(RECORDED INFORMATION)
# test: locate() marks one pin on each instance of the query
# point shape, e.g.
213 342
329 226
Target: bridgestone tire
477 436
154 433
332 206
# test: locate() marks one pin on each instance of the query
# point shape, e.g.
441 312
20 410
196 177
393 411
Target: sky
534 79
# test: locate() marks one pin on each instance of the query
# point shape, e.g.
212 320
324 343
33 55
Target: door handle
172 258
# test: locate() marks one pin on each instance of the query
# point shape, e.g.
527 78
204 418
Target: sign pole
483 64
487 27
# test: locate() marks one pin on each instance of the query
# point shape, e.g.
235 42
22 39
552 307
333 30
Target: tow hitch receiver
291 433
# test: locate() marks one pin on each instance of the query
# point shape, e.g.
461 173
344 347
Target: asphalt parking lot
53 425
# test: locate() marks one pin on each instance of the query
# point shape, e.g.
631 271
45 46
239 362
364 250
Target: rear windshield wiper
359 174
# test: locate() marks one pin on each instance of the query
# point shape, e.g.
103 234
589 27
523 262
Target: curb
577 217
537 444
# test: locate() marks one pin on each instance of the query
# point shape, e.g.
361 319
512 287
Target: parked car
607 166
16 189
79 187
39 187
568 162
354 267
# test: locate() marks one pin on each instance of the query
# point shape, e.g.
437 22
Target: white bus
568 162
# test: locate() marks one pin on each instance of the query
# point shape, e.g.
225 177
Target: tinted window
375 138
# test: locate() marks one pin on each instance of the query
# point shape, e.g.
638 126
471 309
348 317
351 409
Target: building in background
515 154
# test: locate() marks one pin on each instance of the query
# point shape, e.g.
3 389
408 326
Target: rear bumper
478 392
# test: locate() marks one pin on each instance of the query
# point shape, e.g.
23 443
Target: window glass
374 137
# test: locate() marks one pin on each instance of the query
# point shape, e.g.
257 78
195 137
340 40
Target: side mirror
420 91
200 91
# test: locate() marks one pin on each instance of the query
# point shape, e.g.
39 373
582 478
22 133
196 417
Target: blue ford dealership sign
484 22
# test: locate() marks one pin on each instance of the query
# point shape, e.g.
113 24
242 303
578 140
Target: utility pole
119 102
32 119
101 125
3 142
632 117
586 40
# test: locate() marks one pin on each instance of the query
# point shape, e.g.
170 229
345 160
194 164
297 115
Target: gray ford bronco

(STATED EXERCISE) Type out the full listing again, exactly as given.

(EXERCISE ANSWER)
# test: locate() marks one pin on each instance of the query
# point shape, e.g.
213 342
329 226
Target: bridgestone tire
477 436
154 433
332 206
# test: locate() marks one pin on each instance of the query
# point shape, e.g.
441 312
20 410
196 177
393 411
Target: sky
534 79
# test: locate() marks one pin on each instance of the query
# point shape, e.g.
212 320
324 343
33 55
Target: door handle
172 258
# test: locate() marks one pin on each instance of the query
# point shape, e.g.
527 78
204 418
Target: sign pole
483 64
487 27
# test: locate() marks one pin on each instance of the query
# point shape, e.g.
235 42
22 39
552 307
333 30
Target: tow hitch receiver
291 433
# test: locate() marks one pin on each instance of the query
# point shape, e.g.
461 173
344 347
Target: asphalt parking lot
53 425
# test: locate() marks one pin on each instance of the query
# point shape, e.g.
631 271
45 46
239 362
364 250
Target: rear windshield wiper
359 174
# test: locate() marks one pin on each instance of the query
# point shape, e.g.
103 234
589 27
523 262
Target: curb
577 217
537 444
# test: locate() marks one pin on each instance of the query
# point shape, e.g.
361 319
512 287
Target: parked car
607 166
16 189
79 187
39 187
568 162
354 267
# test: locate() marks one pin on each instance of the query
# point shape, e.g.
437 22
Target: white bus
568 162
# test: locate() marks one pin on each instance of the query
# point shape, e.g.
225 177
Target: tinted window
375 138
# test: locate() marks one pin on each instance of the query
# point shape, e.g.
638 126
471 309
348 317
351 409
Target: building in background
515 154
# test: locate() marks one pin on each instance of the query
# point shape, e.g.
3 389
408 326
Target: rear bumper
478 392
# test: locate() marks one pin on each instance of the query
# point shape, e.g.
23 443
Target: window glass
374 137
# test: locate() marks one pin on each instance of the query
# point shape, e.g.
257 78
195 137
340 40
Target: side mirror
420 91
200 91
# test: locate() marks one pin on each instance of the query
# point shape, e.g.
39 373
582 478
22 133
196 417
Target: blue ford dealership sign
484 22
# test: locate() marks one pin on each instance of the query
# point shape, e.g.
113 24
242 303
578 140
Target: utility pole
119 102
32 119
101 125
3 142
632 117
586 40
# test: locate() marks one pin on each instance of the query
# point shape, e.g.
170 229
345 160
194 164
297 115
Target: gray ford bronco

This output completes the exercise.